Begin EXERCISE MATERIAL

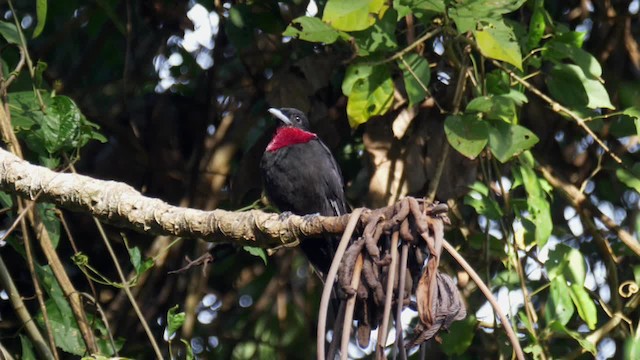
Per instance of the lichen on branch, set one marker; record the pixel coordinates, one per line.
(121, 205)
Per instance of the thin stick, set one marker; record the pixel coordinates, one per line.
(348, 315)
(382, 333)
(331, 278)
(404, 256)
(487, 293)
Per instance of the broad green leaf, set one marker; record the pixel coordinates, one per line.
(41, 14)
(174, 320)
(507, 140)
(459, 337)
(634, 113)
(467, 134)
(558, 327)
(568, 84)
(557, 51)
(416, 77)
(559, 306)
(369, 96)
(312, 29)
(256, 251)
(467, 14)
(379, 37)
(568, 263)
(631, 177)
(497, 41)
(9, 32)
(418, 7)
(584, 304)
(353, 15)
(47, 213)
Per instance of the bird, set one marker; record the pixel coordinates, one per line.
(301, 176)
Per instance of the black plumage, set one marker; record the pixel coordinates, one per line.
(301, 175)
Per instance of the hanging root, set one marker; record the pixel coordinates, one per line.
(386, 278)
(372, 276)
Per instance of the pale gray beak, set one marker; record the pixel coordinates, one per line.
(280, 115)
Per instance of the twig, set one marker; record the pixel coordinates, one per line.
(487, 293)
(348, 315)
(393, 268)
(557, 107)
(354, 218)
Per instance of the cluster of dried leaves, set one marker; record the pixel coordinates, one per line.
(417, 229)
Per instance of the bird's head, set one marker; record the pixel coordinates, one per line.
(291, 117)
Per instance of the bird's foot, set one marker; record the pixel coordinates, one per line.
(284, 215)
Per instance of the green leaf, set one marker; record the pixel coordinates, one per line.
(41, 14)
(634, 112)
(379, 37)
(353, 15)
(418, 7)
(557, 51)
(631, 177)
(256, 251)
(507, 140)
(498, 41)
(568, 84)
(632, 348)
(416, 74)
(47, 213)
(556, 326)
(467, 134)
(468, 13)
(459, 337)
(312, 29)
(559, 306)
(537, 25)
(537, 204)
(568, 263)
(136, 260)
(64, 328)
(27, 348)
(174, 321)
(368, 96)
(585, 305)
(9, 32)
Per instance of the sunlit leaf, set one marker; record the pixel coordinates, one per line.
(353, 15)
(508, 140)
(369, 96)
(41, 15)
(174, 321)
(497, 41)
(559, 305)
(569, 85)
(312, 29)
(9, 32)
(467, 134)
(584, 304)
(416, 77)
(558, 327)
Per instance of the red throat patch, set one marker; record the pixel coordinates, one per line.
(287, 136)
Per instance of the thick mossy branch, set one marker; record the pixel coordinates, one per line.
(121, 205)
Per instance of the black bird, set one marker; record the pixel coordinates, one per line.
(300, 175)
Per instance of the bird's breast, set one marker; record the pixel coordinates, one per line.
(287, 136)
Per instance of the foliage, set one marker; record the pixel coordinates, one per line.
(539, 102)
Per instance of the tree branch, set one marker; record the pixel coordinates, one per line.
(121, 205)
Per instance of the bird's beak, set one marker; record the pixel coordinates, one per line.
(278, 114)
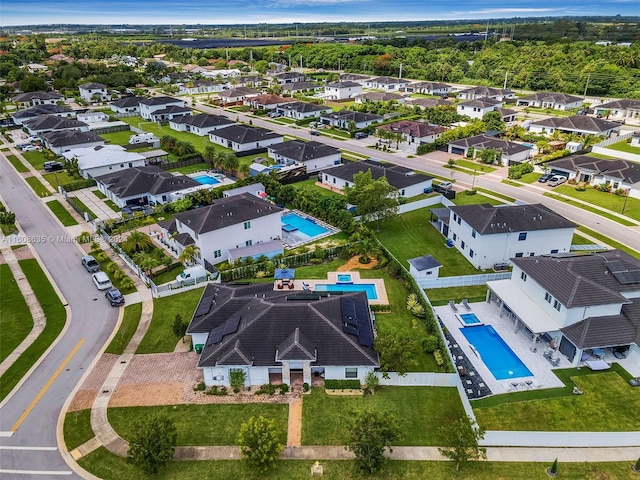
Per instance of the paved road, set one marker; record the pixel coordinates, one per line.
(629, 236)
(31, 450)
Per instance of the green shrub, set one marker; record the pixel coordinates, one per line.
(342, 384)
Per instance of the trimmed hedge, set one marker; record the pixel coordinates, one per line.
(342, 384)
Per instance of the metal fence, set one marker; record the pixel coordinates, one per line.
(462, 280)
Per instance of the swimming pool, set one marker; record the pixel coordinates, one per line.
(495, 353)
(468, 319)
(368, 288)
(206, 179)
(292, 222)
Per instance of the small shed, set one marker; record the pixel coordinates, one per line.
(424, 267)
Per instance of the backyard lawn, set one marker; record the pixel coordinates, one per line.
(110, 467)
(160, 337)
(411, 235)
(214, 424)
(16, 321)
(608, 403)
(63, 215)
(419, 410)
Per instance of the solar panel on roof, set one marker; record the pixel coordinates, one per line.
(231, 325)
(204, 307)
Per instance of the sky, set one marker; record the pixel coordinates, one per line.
(212, 12)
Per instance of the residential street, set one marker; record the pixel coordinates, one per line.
(31, 451)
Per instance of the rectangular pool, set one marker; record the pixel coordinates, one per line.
(495, 353)
(293, 222)
(368, 288)
(206, 179)
(468, 319)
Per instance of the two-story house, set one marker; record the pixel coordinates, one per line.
(486, 234)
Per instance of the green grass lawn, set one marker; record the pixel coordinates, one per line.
(81, 204)
(127, 329)
(37, 186)
(160, 337)
(111, 467)
(56, 317)
(609, 201)
(441, 296)
(15, 321)
(411, 235)
(35, 158)
(77, 428)
(419, 410)
(215, 424)
(624, 147)
(608, 404)
(63, 215)
(17, 164)
(477, 166)
(463, 199)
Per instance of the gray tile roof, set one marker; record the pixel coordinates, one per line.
(488, 219)
(583, 280)
(625, 170)
(303, 151)
(426, 262)
(398, 177)
(225, 212)
(243, 134)
(141, 180)
(268, 325)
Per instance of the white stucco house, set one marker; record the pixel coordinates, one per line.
(408, 182)
(100, 160)
(342, 90)
(93, 91)
(230, 223)
(314, 155)
(273, 337)
(486, 235)
(243, 138)
(587, 306)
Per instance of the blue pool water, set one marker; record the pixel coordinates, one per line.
(469, 319)
(369, 288)
(295, 223)
(206, 180)
(495, 353)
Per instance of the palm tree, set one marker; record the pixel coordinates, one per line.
(189, 254)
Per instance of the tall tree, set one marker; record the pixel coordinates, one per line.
(259, 442)
(375, 200)
(461, 441)
(153, 444)
(370, 433)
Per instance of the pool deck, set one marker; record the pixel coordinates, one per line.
(332, 277)
(521, 344)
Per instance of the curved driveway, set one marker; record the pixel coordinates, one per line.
(30, 451)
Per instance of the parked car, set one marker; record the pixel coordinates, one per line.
(115, 297)
(101, 280)
(91, 264)
(556, 180)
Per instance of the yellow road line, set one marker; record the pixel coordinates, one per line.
(47, 385)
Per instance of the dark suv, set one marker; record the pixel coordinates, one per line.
(115, 297)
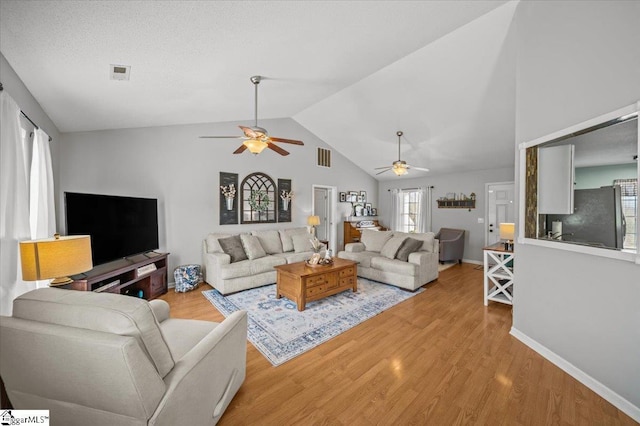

End EXERCISE MATERIAL

-- EXERCISE TASK --
Pull out every line of the records that contains the word "green", and treat case as significant.

-- FINAL ANSWER --
Per instance of the broad green leaf, set one marker; record the pixel coordinates, one per line.
Per instance of the green leaf, set one marker; record the pixel coordinates, one per line.
Per instance of the green shrub, set one marker; record the pixel coordinates, one per line.
Per instance of the green grass lawn, set one marker; record the pixel coordinates, one per line.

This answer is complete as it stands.